* _WHAT IS EXPECTED_
Tally the lines in the records underneath that contain the string "instance", and state the figure by itself.

* _MATERIAL TO PROCESS_
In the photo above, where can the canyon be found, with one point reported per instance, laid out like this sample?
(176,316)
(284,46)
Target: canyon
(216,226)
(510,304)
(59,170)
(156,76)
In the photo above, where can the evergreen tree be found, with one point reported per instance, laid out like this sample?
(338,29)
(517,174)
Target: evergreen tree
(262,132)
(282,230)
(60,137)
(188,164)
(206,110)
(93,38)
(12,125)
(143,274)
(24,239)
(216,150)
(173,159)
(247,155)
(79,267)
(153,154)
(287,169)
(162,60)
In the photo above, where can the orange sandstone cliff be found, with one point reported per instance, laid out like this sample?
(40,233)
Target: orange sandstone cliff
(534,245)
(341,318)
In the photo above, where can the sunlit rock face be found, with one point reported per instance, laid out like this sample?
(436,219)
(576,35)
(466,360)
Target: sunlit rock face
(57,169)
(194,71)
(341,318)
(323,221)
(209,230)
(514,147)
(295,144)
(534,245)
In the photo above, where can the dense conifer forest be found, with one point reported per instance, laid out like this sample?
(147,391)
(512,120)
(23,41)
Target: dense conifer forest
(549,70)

* _SOLUTION TO THE EXERCISE_
5